■ **Problem description**
Reproduce the line that contains "Locate every instance of the wooden deck" and every line after it through the end of the records, exactly, with nothing added.

■ **Records for the task**
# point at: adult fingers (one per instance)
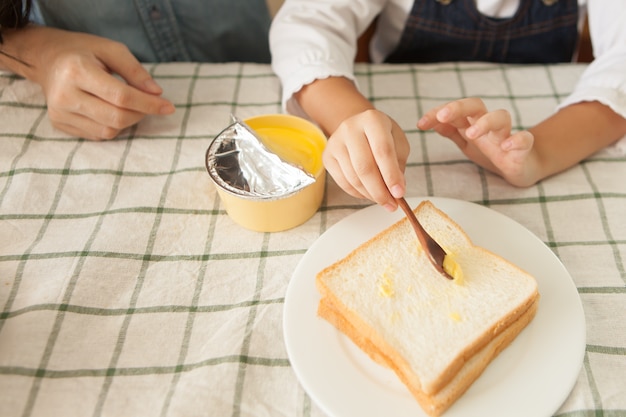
(100, 118)
(495, 121)
(461, 113)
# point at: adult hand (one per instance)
(485, 138)
(366, 155)
(84, 97)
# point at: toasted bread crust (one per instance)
(437, 403)
(437, 395)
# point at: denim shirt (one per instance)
(169, 30)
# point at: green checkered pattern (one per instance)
(126, 290)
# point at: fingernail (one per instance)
(443, 114)
(167, 109)
(151, 86)
(397, 191)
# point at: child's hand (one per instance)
(485, 138)
(366, 155)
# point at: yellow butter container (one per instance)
(294, 140)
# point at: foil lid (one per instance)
(239, 162)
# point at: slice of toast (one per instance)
(438, 335)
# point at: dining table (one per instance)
(126, 289)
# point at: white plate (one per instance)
(532, 377)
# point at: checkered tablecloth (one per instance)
(126, 290)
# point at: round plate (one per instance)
(531, 377)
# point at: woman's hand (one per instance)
(366, 155)
(485, 138)
(94, 87)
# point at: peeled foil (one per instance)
(239, 162)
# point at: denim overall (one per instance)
(540, 31)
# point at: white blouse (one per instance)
(315, 39)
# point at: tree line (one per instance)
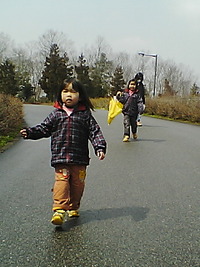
(41, 67)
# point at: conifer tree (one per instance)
(82, 70)
(117, 82)
(101, 75)
(8, 80)
(56, 70)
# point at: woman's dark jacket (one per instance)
(132, 103)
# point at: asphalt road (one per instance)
(141, 205)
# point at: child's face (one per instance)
(132, 86)
(69, 96)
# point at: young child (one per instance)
(70, 126)
(133, 105)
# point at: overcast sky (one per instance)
(169, 28)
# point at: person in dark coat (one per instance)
(132, 106)
(139, 78)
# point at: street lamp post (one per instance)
(156, 65)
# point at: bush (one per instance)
(177, 108)
(11, 114)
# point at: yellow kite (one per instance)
(115, 108)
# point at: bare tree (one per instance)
(6, 45)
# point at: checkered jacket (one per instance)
(70, 135)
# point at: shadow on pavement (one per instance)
(137, 214)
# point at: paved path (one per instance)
(141, 205)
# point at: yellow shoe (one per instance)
(58, 217)
(126, 138)
(73, 213)
(135, 136)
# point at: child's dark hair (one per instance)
(139, 76)
(78, 87)
(132, 80)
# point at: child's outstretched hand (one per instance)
(101, 155)
(23, 133)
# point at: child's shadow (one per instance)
(137, 214)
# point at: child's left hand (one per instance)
(101, 155)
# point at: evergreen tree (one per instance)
(194, 90)
(117, 82)
(56, 70)
(8, 80)
(82, 70)
(26, 91)
(101, 76)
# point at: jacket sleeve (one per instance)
(96, 136)
(42, 130)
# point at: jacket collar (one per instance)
(80, 106)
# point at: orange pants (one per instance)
(68, 187)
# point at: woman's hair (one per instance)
(139, 76)
(78, 87)
(132, 80)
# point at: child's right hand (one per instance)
(24, 133)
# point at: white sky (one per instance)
(169, 28)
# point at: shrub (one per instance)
(11, 114)
(177, 108)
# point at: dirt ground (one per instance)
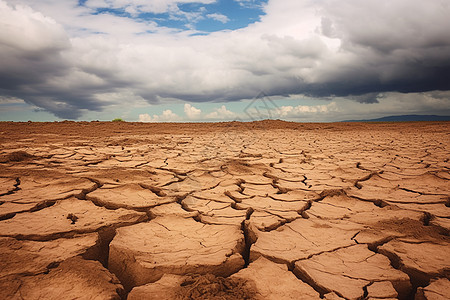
(261, 210)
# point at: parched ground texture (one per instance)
(261, 210)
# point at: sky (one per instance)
(223, 60)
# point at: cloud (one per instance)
(191, 112)
(218, 17)
(64, 58)
(166, 116)
(143, 6)
(221, 113)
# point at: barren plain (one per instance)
(261, 210)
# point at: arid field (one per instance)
(262, 210)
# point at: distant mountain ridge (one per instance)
(405, 118)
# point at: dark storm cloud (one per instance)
(352, 48)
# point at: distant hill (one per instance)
(406, 118)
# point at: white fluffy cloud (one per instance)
(218, 17)
(166, 116)
(222, 113)
(62, 58)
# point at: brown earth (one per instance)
(261, 210)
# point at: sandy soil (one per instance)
(262, 210)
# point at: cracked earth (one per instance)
(262, 210)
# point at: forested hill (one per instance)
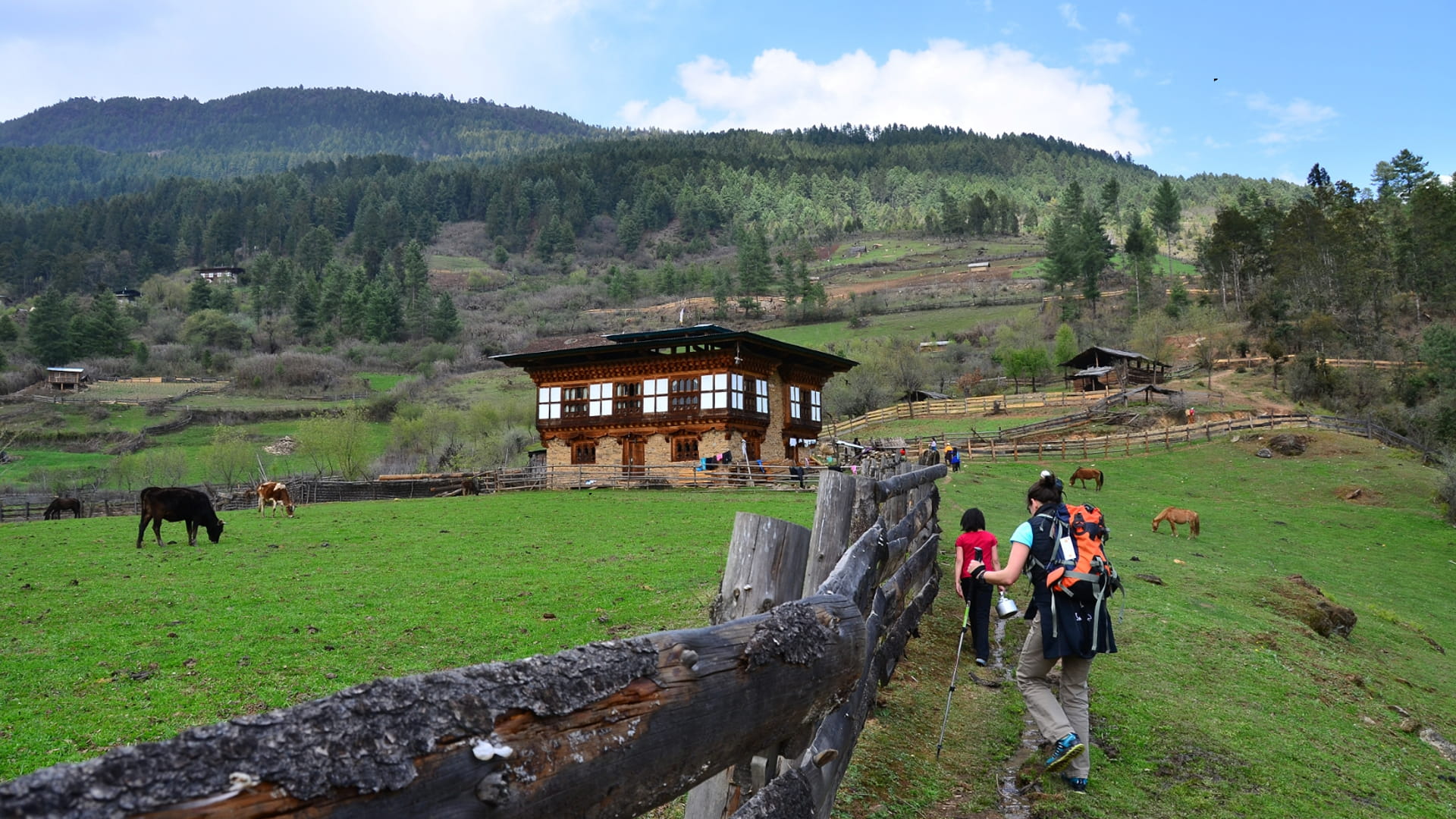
(85, 148)
(291, 120)
(606, 194)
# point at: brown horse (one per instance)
(63, 504)
(1174, 516)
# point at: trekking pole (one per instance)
(965, 623)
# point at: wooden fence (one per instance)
(1147, 441)
(612, 729)
(951, 407)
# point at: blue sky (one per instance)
(1254, 88)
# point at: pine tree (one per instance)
(108, 333)
(444, 324)
(200, 297)
(47, 330)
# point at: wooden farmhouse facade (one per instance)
(677, 397)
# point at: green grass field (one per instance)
(915, 325)
(1218, 703)
(109, 645)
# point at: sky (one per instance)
(1261, 89)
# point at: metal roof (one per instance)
(711, 335)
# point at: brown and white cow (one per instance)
(178, 503)
(275, 493)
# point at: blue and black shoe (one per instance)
(1066, 749)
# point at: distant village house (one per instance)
(677, 397)
(1104, 368)
(216, 275)
(66, 378)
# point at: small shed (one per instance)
(1104, 368)
(66, 378)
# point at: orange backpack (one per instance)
(1079, 569)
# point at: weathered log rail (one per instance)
(601, 730)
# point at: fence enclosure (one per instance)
(601, 730)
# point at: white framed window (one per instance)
(714, 392)
(654, 395)
(573, 401)
(601, 398)
(548, 404)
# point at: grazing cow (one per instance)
(178, 503)
(275, 493)
(63, 504)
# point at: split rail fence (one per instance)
(736, 475)
(962, 407)
(762, 708)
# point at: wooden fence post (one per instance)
(766, 566)
(843, 512)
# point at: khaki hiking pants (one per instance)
(1062, 711)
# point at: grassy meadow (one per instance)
(1218, 703)
(109, 645)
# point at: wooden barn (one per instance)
(677, 397)
(1103, 368)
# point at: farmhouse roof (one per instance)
(664, 341)
(1104, 356)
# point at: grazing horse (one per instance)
(1174, 516)
(1084, 474)
(178, 503)
(63, 504)
(275, 493)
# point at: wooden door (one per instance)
(634, 450)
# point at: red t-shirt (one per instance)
(970, 541)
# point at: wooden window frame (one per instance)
(686, 447)
(582, 452)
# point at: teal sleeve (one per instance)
(1022, 534)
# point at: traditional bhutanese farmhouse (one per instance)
(1103, 368)
(679, 395)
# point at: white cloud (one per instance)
(1106, 52)
(1069, 15)
(1291, 123)
(990, 91)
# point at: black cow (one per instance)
(63, 504)
(178, 503)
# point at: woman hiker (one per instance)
(976, 545)
(1063, 716)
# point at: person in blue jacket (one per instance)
(1059, 634)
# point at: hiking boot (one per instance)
(1066, 749)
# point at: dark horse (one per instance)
(1085, 474)
(178, 503)
(63, 504)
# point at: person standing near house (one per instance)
(976, 545)
(1060, 632)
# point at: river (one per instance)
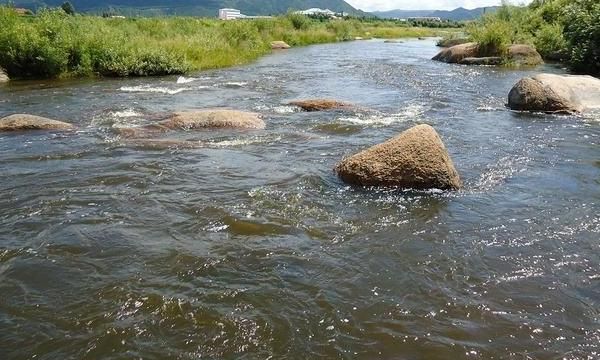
(249, 247)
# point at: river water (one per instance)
(247, 246)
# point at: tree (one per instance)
(68, 8)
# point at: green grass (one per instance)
(567, 30)
(53, 44)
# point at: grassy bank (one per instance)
(565, 30)
(53, 44)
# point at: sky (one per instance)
(372, 5)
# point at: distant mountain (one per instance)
(193, 7)
(456, 14)
(464, 14)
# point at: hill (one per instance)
(458, 14)
(193, 7)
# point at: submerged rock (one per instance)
(555, 93)
(279, 45)
(452, 42)
(198, 119)
(524, 55)
(457, 53)
(471, 54)
(321, 104)
(488, 60)
(3, 77)
(21, 122)
(218, 118)
(414, 159)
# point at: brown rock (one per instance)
(488, 60)
(198, 119)
(21, 122)
(555, 93)
(414, 159)
(218, 118)
(452, 42)
(524, 55)
(279, 45)
(457, 53)
(321, 104)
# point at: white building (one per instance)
(229, 14)
(317, 11)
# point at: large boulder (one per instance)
(486, 60)
(555, 93)
(524, 55)
(414, 159)
(198, 119)
(217, 118)
(21, 122)
(457, 53)
(321, 104)
(471, 54)
(452, 42)
(3, 77)
(279, 45)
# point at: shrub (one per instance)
(550, 42)
(494, 36)
(582, 32)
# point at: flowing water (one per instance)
(247, 246)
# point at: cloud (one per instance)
(371, 5)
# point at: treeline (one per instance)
(562, 30)
(53, 44)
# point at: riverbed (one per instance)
(247, 245)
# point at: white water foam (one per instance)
(125, 113)
(411, 112)
(235, 84)
(184, 80)
(243, 141)
(150, 89)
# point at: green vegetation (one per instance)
(567, 30)
(53, 44)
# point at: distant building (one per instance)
(230, 14)
(318, 12)
(425, 18)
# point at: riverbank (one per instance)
(55, 45)
(561, 30)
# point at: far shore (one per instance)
(55, 45)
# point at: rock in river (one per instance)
(199, 119)
(416, 159)
(486, 60)
(279, 45)
(555, 93)
(457, 53)
(321, 104)
(21, 122)
(3, 77)
(216, 118)
(524, 55)
(452, 42)
(471, 54)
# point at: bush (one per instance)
(550, 42)
(494, 36)
(299, 21)
(582, 32)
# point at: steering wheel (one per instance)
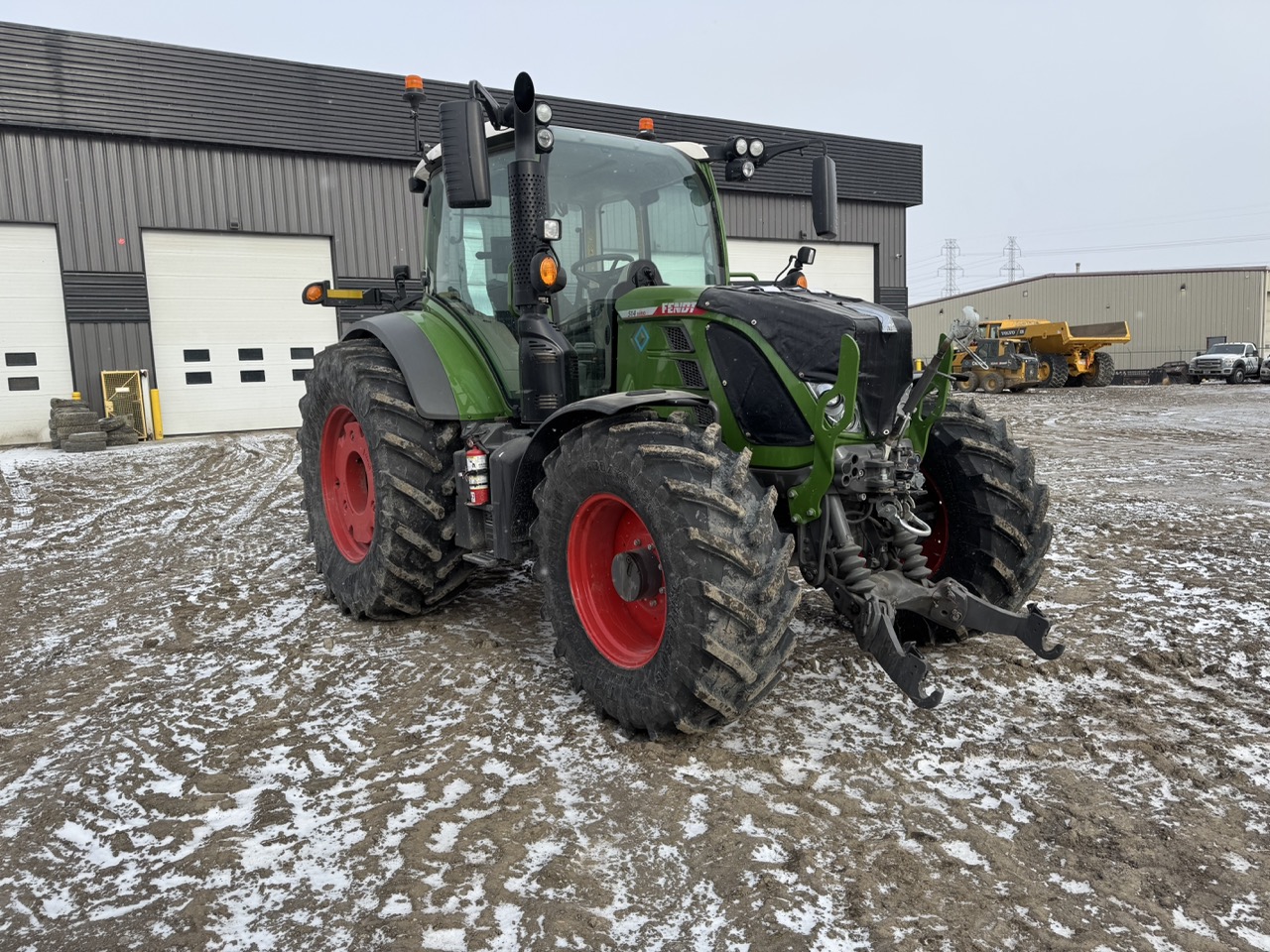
(617, 258)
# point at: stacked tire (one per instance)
(70, 417)
(118, 430)
(73, 426)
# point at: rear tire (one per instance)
(377, 486)
(984, 506)
(1102, 372)
(705, 633)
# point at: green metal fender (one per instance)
(447, 377)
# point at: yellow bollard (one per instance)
(155, 416)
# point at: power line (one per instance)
(1012, 253)
(949, 267)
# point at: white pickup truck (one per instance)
(1233, 363)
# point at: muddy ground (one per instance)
(198, 752)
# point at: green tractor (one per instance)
(581, 385)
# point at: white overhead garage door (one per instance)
(843, 270)
(231, 339)
(33, 343)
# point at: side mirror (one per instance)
(465, 154)
(825, 197)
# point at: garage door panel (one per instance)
(231, 338)
(35, 352)
(841, 268)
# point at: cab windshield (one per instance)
(619, 200)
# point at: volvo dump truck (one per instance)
(580, 384)
(1070, 356)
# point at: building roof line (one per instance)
(1091, 275)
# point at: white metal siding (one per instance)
(225, 295)
(32, 321)
(841, 268)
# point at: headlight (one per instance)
(834, 409)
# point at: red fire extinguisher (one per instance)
(477, 476)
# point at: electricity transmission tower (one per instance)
(1012, 253)
(949, 268)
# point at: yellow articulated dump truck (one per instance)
(1070, 356)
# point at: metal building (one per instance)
(1171, 315)
(160, 208)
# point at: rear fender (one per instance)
(447, 384)
(516, 467)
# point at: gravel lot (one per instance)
(197, 751)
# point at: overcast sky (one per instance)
(1121, 135)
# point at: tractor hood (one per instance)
(806, 326)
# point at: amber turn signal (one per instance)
(549, 271)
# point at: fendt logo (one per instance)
(679, 307)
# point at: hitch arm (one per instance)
(873, 620)
(951, 604)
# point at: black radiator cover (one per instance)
(806, 329)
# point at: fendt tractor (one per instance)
(580, 385)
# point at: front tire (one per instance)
(984, 506)
(992, 382)
(698, 630)
(1102, 373)
(376, 486)
(1058, 370)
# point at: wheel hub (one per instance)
(347, 484)
(636, 575)
(616, 580)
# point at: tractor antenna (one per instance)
(413, 94)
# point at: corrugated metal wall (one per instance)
(55, 79)
(790, 217)
(104, 137)
(100, 191)
(1170, 313)
(107, 345)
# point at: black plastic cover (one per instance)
(760, 403)
(806, 329)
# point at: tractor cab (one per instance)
(633, 213)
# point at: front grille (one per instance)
(677, 339)
(691, 373)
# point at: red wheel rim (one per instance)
(627, 634)
(347, 484)
(937, 544)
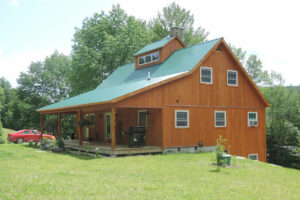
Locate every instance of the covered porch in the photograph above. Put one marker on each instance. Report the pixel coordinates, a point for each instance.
(108, 129)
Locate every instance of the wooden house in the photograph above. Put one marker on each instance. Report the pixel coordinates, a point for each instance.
(185, 97)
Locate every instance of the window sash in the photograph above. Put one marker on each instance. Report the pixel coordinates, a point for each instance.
(181, 119)
(220, 119)
(232, 77)
(206, 75)
(142, 118)
(149, 58)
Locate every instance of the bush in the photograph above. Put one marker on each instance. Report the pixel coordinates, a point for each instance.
(60, 144)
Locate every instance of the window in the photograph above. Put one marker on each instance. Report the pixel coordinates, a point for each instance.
(220, 119)
(252, 119)
(253, 156)
(181, 118)
(26, 132)
(142, 118)
(149, 58)
(232, 78)
(206, 75)
(92, 119)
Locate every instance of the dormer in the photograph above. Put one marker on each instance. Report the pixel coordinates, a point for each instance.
(157, 52)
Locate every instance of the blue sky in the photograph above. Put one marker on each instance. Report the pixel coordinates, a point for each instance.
(30, 30)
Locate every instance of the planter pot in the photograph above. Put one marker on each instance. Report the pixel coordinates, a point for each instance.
(223, 160)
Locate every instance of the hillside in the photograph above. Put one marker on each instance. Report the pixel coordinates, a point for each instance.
(5, 132)
(28, 173)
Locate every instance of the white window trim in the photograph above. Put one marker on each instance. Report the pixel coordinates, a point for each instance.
(139, 111)
(237, 78)
(252, 120)
(253, 155)
(219, 111)
(145, 63)
(94, 119)
(211, 80)
(188, 119)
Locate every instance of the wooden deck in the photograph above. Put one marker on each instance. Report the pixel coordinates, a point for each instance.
(105, 149)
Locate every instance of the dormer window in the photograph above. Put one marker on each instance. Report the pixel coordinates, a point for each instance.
(149, 58)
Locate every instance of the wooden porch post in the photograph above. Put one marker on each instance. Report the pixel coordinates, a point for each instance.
(42, 122)
(80, 129)
(112, 126)
(77, 125)
(59, 125)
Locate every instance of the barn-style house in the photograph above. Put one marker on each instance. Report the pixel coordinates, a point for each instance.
(181, 98)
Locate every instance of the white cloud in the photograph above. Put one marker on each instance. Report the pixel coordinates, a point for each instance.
(13, 3)
(12, 66)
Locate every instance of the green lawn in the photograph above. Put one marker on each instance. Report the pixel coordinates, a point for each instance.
(28, 173)
(5, 132)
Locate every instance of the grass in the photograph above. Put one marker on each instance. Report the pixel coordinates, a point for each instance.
(29, 173)
(5, 133)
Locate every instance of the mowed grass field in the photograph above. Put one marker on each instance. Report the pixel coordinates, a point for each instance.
(5, 132)
(29, 173)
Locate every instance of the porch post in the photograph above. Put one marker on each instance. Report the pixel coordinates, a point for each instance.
(80, 129)
(113, 130)
(42, 123)
(77, 126)
(59, 125)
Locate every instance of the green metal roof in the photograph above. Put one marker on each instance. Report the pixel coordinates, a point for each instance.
(153, 46)
(125, 79)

■ **Result of the exercise**
Locate every instance of the wooden deck in the photograph above. Put one marker on each instance. Report the pixel coordinates, a point for each instance.
(105, 149)
Locate every instance of the dormer window in the photograph above. Put one marker on each instance. Report the pixel coordinates, a point for each instance.
(149, 58)
Locate every instance of the wooden porch post in the photograph above. Put one marker on each instance. Report the pixel coordinates, a point for each instance.
(42, 122)
(80, 129)
(112, 126)
(77, 125)
(59, 125)
Locate every instance of the barn-style house in the photograph above. Put one marker on each instance. Report the pixel coordinates, a point for each instance.
(181, 98)
Locate every instance of the white cloud in the photograph above. Put one marker on each instance. Report the pixel coordinates, a point for each instance.
(13, 3)
(12, 66)
Locate every instance of the green lawn in the photograph above. Put one marker on each instance. Report the pixel coordinates, a point for each instance.
(28, 173)
(5, 132)
Locate every instance of the grass in the photograph above. Put one marker on each instance. Report the pixel coordinates, a point for each instance.
(29, 173)
(5, 133)
Locate every instance of the mowed grass field in the photograph above. Put one marker on each instance. Report the pixel coordinates, a point for each instance.
(5, 132)
(29, 173)
Locate every instance of the porch post in the photograph above. Put one marker on each instance. Report the pixel coordinates, a point for each instance.
(80, 129)
(113, 130)
(42, 123)
(77, 126)
(59, 125)
Locate every instance of the green metal roof in the photograph above. Put one marker on each instance. Report the pixel coordinates, a point for each instance.
(153, 46)
(125, 79)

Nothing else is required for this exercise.